## DATA RECORDS:
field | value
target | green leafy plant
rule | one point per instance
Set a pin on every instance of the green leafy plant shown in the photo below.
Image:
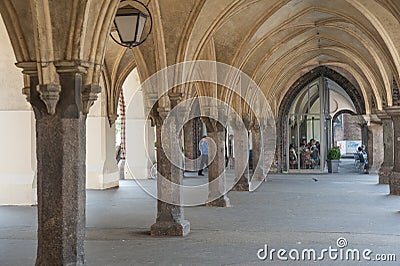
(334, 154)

---

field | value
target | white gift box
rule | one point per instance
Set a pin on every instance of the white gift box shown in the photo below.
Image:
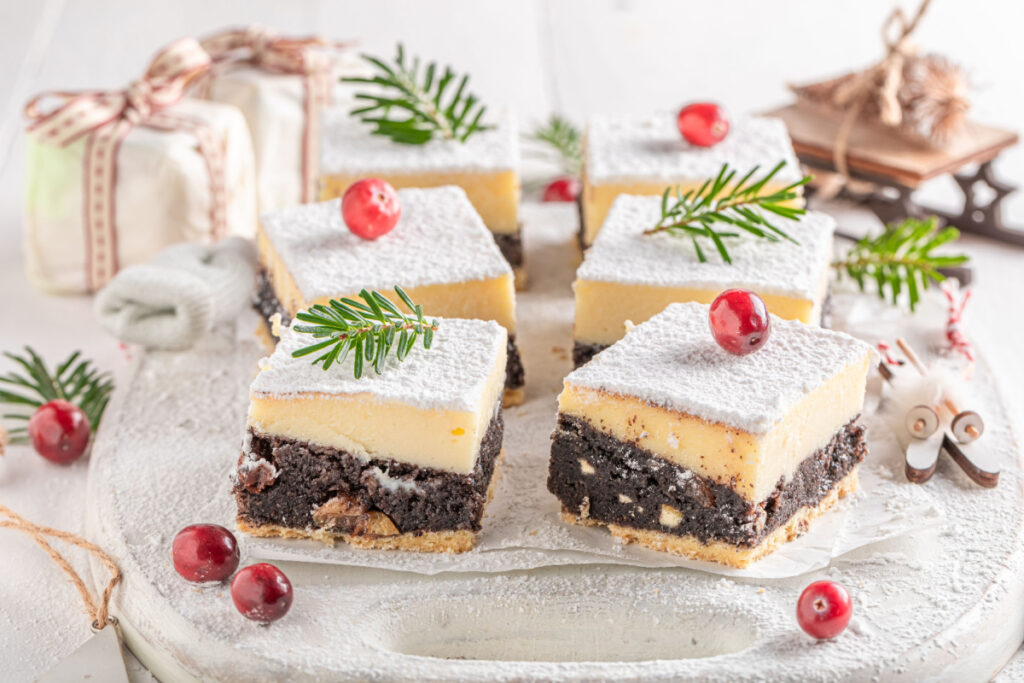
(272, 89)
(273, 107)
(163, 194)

---

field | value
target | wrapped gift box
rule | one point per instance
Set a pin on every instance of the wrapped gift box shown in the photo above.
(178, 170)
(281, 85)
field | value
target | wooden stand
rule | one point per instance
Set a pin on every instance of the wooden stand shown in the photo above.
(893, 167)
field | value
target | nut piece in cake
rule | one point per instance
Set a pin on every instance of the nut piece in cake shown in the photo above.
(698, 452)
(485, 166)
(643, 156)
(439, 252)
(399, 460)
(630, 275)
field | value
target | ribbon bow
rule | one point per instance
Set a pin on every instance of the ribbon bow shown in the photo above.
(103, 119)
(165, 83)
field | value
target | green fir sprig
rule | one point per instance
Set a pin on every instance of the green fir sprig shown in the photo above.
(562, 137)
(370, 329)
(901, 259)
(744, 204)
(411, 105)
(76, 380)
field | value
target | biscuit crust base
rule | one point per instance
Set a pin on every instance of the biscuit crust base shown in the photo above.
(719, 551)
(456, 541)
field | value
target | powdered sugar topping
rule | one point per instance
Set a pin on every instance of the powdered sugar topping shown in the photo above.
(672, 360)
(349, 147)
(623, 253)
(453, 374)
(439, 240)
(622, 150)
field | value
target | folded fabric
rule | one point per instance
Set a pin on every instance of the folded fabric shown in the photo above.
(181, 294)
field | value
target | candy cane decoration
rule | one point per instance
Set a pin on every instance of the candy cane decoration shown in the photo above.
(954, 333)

## EXERCISE:
Copy out every line above that contains the word "plant".

## THE OUTPUT:
target | green leafy plant
Set a pin on every instance of the green leafy plant shown in the photo below.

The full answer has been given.